» SOURCE DOCUMENT
16 December 2021, The Tablet

Hopes rise for second meeting between Francis and Kirill


RUSSIA / Senior Orthodox official to discuss possibilities in visit to the Vatican


Hopes rise for second meeting between Francis and Kirill

Pope Francis and Russian Orthodox Patriarch Kirill of Moscow attend a ceremony to sign a joint declaration during a meeting at Jose Marti International Airport in Havana in 2016.
CNS photo/Paul Haring

A senior Russian Orthodox official has welcomed fresh calls for improved ties with the Catholic Church, hinting at moves to arrange a second meeting between the Pope and Patriarch Kirill.

“Divisions have existed for a very long time, and many contradictions have accumulated – our two Churches have lived independent lives for almost ten centuries,” said Metropolitan Hilarion Alfeyev, the Moscow Patriarchate’s foreign relations director.

“Although there is no talk of unification, however, we can discuss finally ending the situation of rivalry, competition and hostility existing now for many centuries.”

The 55-year-old spoke at the weekend amid media speculation about a planned encounter between the two Church leaders following their ground-breaking February 2016 talks in Cuba.

In an interview with Rossiya-24 TV station, Hilarion said the Catholic and Orthodox Churches differed over “fundamental Christian dogmas” as well as over the veneration of saints.

However, he added that the Pope’s conciliatory remarks during early December apostolic visits to mainly Orthodox Cyprus and Greece – regretting “numerous mistakes made by Catholics in relation to the Orthodox” – had made “an important contribution to normalising relations”.

» GOAL OF THE EXERCISE
Extend the news report on hopes for a second meeting between Pope Francis and Patriarch Kirill, picking up after its final sentence.

» DATA RECORDS
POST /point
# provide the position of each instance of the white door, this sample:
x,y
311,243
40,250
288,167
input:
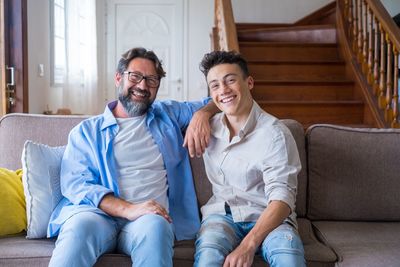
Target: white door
x,y
154,24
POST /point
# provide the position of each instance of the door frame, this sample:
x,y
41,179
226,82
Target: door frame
x,y
15,52
3,103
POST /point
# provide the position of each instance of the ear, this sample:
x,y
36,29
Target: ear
x,y
250,82
117,79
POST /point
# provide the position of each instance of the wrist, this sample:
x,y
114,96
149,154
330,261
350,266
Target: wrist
x,y
250,243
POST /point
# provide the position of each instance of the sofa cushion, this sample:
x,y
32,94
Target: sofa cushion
x,y
12,202
16,128
362,243
316,253
297,131
353,173
41,166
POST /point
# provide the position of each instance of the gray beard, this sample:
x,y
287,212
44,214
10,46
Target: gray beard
x,y
131,107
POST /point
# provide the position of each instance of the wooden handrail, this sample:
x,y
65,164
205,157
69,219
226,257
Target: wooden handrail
x,y
375,43
224,34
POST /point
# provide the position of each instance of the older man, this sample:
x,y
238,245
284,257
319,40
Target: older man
x,y
125,177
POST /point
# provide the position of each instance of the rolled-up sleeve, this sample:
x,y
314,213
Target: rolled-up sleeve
x,y
79,177
281,166
183,111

» YOUR RESPONSE
During his Cyprus visit, Francis said he counted on overcoming “centuries of division and separation” and following a path to “ever greater fraternity and full unity” with Orthodox Churches.

Visiting Athens later, he asked forgiveness for historic “actions and decisions” by Catholic leaders “with little or nothing to do with Jesus and the Gospel, but marked by a thirst for advantage and power”, and said he hoped Catholic and Orthodox Christians would not “remain paralysed by the negative experiences and prejudices of the past”.

Meanwhile, in a press conference on his return flight to Rome, the Pope said he hoped a meeting with Kirill could be arranged when Metropolitan Hilarion visited the Vatican on 20 December, adding that the heads of both Churches, “as brothers”, should “go together and try to work and walk in unity”.

Responding last week, Hilarion confirmed that his pre-Christmas talks with the Pope would cover “a wide range of bilateral issues”, including “a possible meeting of Pope Francis with Patriarch Kirill”. However, he added that a date and venue had not been agreed, and that a meeting in Moscow had never been discussed.

The Vatican established ties with Russia in 1990 following a historic visit to Rome by Soviet Communist Party leader Mikhail Gorbachev, but opened full diplomatic relations only in 2009, after repeated Orthodox complaints of Catholic proselytism and interference.

In their 30-point joint Cuba declaration, which followed two decades of speculation about a top-level meeting, Francis and Kirill deplored the “grave threat to religious freedom” in Europe’s “secularised societies”, and said Catholic and Orthodox Christians shared “the same conception of the family” in the face of cohabitation, same-sex unions, abortion, euthanasia and advances in biomedical technology.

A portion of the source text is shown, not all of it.